**Try it:**
Only the first line of the listing and the lines after it, up to and including the one containing "gold pleated dress -> outline each instance", should be retyped exactly.

**Data extract:**
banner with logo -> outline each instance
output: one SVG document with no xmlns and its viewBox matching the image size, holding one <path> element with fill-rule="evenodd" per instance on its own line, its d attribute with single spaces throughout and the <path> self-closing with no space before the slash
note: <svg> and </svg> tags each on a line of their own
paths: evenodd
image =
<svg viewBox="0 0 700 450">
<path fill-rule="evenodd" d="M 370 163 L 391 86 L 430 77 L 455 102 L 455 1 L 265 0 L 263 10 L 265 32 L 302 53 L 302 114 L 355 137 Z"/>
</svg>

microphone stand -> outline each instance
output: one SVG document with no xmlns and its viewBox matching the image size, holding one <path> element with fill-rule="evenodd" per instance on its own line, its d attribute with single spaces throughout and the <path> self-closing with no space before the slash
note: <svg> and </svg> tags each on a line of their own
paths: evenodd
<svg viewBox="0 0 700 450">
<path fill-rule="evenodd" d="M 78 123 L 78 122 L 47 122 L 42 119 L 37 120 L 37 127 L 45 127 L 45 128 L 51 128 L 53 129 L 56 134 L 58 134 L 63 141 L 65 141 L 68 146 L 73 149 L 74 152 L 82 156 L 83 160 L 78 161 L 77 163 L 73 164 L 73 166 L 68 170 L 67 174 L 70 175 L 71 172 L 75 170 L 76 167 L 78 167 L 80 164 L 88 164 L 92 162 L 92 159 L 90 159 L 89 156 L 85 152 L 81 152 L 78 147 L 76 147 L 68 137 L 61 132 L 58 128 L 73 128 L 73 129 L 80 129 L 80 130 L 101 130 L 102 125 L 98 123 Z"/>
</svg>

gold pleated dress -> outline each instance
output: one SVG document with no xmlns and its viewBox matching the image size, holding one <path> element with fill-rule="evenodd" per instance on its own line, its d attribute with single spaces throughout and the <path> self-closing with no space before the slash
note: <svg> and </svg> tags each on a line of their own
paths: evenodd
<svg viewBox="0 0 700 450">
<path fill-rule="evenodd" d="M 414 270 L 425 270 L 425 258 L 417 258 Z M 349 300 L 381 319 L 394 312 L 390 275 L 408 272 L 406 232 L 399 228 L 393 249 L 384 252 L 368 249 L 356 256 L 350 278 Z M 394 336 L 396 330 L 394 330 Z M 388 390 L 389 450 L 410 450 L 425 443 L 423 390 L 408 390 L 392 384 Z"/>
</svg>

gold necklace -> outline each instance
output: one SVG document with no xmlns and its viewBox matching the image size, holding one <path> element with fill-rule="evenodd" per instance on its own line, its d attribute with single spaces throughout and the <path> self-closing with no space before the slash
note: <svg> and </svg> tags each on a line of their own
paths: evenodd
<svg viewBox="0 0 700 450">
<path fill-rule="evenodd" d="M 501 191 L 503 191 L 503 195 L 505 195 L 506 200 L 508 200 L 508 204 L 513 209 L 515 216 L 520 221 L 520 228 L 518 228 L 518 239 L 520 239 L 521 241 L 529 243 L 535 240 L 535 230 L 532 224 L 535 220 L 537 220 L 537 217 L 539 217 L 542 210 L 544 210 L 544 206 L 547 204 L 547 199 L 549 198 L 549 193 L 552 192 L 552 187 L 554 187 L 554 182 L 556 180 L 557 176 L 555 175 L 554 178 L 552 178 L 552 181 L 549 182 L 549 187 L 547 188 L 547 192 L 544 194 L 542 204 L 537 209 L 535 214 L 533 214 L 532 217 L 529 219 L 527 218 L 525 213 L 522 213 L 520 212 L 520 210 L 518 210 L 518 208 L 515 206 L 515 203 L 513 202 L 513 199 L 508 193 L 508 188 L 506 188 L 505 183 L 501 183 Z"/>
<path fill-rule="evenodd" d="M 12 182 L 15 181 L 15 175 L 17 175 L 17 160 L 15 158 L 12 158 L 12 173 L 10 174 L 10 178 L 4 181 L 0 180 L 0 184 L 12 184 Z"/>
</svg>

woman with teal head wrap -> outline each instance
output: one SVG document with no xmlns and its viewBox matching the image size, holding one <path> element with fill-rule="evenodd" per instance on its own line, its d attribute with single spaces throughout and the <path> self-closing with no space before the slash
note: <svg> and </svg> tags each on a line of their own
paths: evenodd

**Response area:**
banner with logo -> outline each instance
output: one SVG document with no xmlns and its viewBox matching the image size, holding one <path> element with fill-rule="evenodd" per instance on its own line, its d attribute with single spaces throughout and the <path> self-closing with no space before the slash
note: <svg> and </svg> tags each on a line of their own
paths: evenodd
image =
<svg viewBox="0 0 700 450">
<path fill-rule="evenodd" d="M 370 163 L 391 86 L 430 77 L 455 102 L 455 1 L 265 0 L 263 10 L 265 32 L 302 53 L 302 114 L 355 137 Z"/>
</svg>

microphone stand -> outline each instance
output: one SVG document with no xmlns and its viewBox matching the image size, holding one <path> element with fill-rule="evenodd" per instance on its own line, its d attribute with single spaces throughout and the <path> self-closing with no space before the slash
note: <svg> and </svg> tags each on a line of their own
paths: evenodd
<svg viewBox="0 0 700 450">
<path fill-rule="evenodd" d="M 78 123 L 78 122 L 47 122 L 42 119 L 37 120 L 37 127 L 45 127 L 45 128 L 51 128 L 53 129 L 56 134 L 58 134 L 63 141 L 65 141 L 68 146 L 73 149 L 74 152 L 82 156 L 83 160 L 78 161 L 77 163 L 73 164 L 73 166 L 68 170 L 67 174 L 70 175 L 71 172 L 75 170 L 76 167 L 78 167 L 80 164 L 88 164 L 92 162 L 92 159 L 90 159 L 89 156 L 85 152 L 81 152 L 78 147 L 76 147 L 68 137 L 61 132 L 58 128 L 73 128 L 73 129 L 80 129 L 80 130 L 101 130 L 102 125 L 98 123 Z"/>
</svg>

gold pleated dress -> outline each instance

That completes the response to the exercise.